**WHAT THE EXERCISE ASKS**
Convert every line of the items below into a JSON list of strings, one string per line, with blank lines omitted. Leave the pictures out.
##### ITEMS #####
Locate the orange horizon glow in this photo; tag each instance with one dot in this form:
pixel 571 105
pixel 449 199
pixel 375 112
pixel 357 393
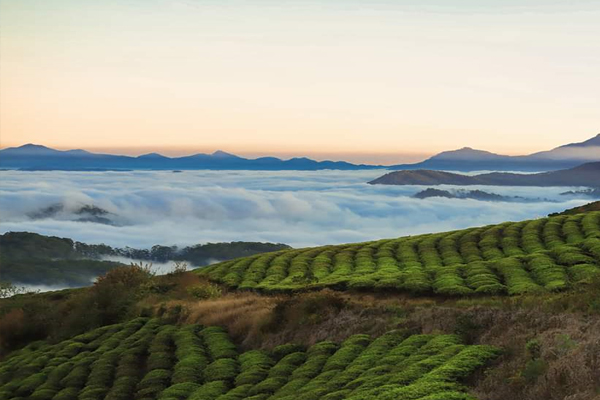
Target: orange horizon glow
pixel 378 82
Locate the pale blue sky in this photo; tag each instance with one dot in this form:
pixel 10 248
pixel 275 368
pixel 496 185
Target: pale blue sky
pixel 368 80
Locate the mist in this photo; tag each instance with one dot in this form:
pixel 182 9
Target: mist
pixel 297 208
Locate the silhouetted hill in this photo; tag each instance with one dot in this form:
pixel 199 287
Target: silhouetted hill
pixel 594 206
pixel 32 157
pixel 468 159
pixel 584 175
pixel 30 258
#####
**SOLUTION FOR THIS TASK**
[
  "Locate the orange horizon glow in this photo; tag each instance with one dot in this form:",
  "pixel 571 105",
  "pixel 449 199",
  "pixel 375 112",
  "pixel 357 393",
  "Target: orange horizon glow",
  "pixel 378 82",
  "Locate the pale blue sky in this photo; tag each instance with one dot in this form:",
  "pixel 10 248",
  "pixel 275 368",
  "pixel 496 185",
  "Target: pale blue sky",
  "pixel 368 80",
  "Locate the mist in this photo; tag each instance with one dot in this form:",
  "pixel 182 9",
  "Target: mist",
  "pixel 297 208",
  "Locate the silhouetted hill in this photo; tag each instance with one dot in this form:",
  "pixel 199 287",
  "Target: silhouetted hill",
  "pixel 594 206",
  "pixel 32 157",
  "pixel 468 159",
  "pixel 584 175",
  "pixel 30 258"
]